[Point annotation dataset records]

▼

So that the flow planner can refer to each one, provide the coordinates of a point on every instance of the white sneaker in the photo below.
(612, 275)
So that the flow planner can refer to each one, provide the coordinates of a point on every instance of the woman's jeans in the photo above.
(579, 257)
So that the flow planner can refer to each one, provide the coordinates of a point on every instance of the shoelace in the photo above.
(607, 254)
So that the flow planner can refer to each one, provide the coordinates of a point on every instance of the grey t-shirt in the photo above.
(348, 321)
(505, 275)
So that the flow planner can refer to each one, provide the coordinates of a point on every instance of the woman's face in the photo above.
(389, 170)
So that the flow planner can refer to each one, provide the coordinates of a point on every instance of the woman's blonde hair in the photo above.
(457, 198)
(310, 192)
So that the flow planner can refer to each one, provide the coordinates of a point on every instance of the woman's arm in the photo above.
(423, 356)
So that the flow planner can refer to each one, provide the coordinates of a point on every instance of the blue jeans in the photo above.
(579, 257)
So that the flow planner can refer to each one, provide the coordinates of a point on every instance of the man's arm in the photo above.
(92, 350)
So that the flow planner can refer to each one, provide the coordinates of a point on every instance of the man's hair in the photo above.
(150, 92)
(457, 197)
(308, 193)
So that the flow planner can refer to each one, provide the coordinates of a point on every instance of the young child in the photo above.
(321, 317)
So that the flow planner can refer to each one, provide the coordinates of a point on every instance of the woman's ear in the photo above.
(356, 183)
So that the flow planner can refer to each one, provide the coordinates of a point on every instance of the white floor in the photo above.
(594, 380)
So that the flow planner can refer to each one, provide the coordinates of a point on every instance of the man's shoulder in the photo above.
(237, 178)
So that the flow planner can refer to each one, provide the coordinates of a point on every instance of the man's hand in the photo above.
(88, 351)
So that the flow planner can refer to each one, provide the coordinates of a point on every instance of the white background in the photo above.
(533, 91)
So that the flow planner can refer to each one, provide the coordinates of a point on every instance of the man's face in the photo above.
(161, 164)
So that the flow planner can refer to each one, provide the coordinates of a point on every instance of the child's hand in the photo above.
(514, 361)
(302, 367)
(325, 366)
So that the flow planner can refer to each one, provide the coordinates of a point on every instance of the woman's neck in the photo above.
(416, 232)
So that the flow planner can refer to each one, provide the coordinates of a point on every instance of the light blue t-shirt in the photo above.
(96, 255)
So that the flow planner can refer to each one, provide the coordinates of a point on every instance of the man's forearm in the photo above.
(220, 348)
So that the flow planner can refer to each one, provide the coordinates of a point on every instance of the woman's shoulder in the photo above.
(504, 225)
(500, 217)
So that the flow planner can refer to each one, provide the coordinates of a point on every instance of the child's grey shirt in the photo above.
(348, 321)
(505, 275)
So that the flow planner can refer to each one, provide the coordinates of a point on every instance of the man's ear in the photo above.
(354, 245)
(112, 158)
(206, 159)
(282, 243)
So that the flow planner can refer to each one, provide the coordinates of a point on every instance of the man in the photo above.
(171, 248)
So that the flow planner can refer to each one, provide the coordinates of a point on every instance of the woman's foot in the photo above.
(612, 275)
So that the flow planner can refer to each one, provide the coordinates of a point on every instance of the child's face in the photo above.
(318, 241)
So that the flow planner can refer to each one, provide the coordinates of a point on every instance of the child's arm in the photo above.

▲

> _REQUIRED TASK_: Write out all of the records above exactly as they appear.

> _ANSWER FOR THE TASK_:
So that the flow planner can refer to each one, provide the coordinates of a point on every instance of the white sneaker in the photo below.
(612, 275)
So that the flow planner can refer to each one, provide the coordinates of a point on every instance of the woman's jeans in the photo above.
(579, 257)
So that the flow planner can refer to each one, provide the coordinates of a point on every instance of the shoelace in the photo above.
(607, 254)
So that the flow planner can refer to each one, provide the coordinates of a point on every instance of the grey t-shirt in the photo above.
(348, 321)
(505, 275)
So that the flow planner can refer to each one, provide the coordinates of a point on every instance of the woman's face in the photo above.
(389, 170)
So that the flow planner can refer to each one, provide the coordinates of a point on every instance of the woman's blonde hair in the photo above.
(457, 198)
(310, 192)
So that the flow planner can refer to each one, provide the coordinates of a point on every instance of the woman's arm in the photo above.
(423, 356)
So that the flow planner can refer to each one, provide the coordinates of a point on every instance of the blue jeans in the photo above.
(579, 257)
So that the flow planner can refer to each one, provide the coordinates of a point on every instance of the man's arm in the photo above.
(92, 350)
So that the flow planner can refer to each one, provide the coordinates of a point on every instance of the man's hair in the photo above.
(150, 92)
(457, 197)
(308, 193)
So that the flow planner can refer to each one, provide the coordinates of a point on every instance of the young child in the photo above.
(321, 317)
So that the flow planner can refer to each one, provide the coordinates of a point on every instance of the woman's ear in the photo above.
(356, 183)
So that the flow planner can refer to each one, provide the coordinates of a point on every instance of the white floor in the photo above.
(594, 380)
So that the flow planner can refer to each one, provide the coordinates of a point on every instance of the man's shoulder in the photo above.
(237, 178)
So that the flow planner can refer to each one, provide the coordinates of a point on every instance of the man's hand in the photo above.
(88, 351)
So that the flow planner can refer to each one, provide the coordinates of a point on every instance of the white background in the photo above.
(533, 91)
So that the flow planner can refer to each one, provide the coordinates of a point on every instance of the man's face in the photo above.
(161, 164)
So that the flow planner can refer to each one, provide the coordinates of a point on every instance of the child's hand in the photo above.
(514, 361)
(302, 367)
(325, 366)
So that the flow planner can refer to each one, provide the coordinates of a point on every instance of the woman's neck in the photo above.
(416, 232)
So that the flow planner can refer to each one, provide the coordinates of a point on every instance of the light blue t-shirt in the photo above.
(96, 255)
So that the flow planner can refer to each one, provide the coordinates of a point on every instance of the man's forearm in the photo above.
(220, 348)
So that the flow planner can refer to each one, provide the coordinates of a point on every instance of the woman's shoulder in the photo above.
(504, 225)
(500, 217)
So that the flow planner can refer to each one, provide the coordinates of a point on every instance of the child's grey shirt in the photo above.
(348, 321)
(505, 275)
So that the flow planner can refer to each one, provide the coordinates of a point on every instance of the man's ear in the photo above.
(354, 245)
(112, 158)
(206, 159)
(282, 243)
So that the flow planner can refer to each one, provide the coordinates of a point on every instance of the man in the photo above.
(171, 248)
So that the flow planner can refer to each one, provide the coordinates of a point on every instance of the woman's foot in the photo above.
(612, 275)
So that the flow planner can refer to each one, provide the coordinates of a point on every instance of the child's face in the photo above.
(318, 241)
So that the flow planner can refer to each one, provide the coordinates of a point on every instance of the child's arm in the photo above.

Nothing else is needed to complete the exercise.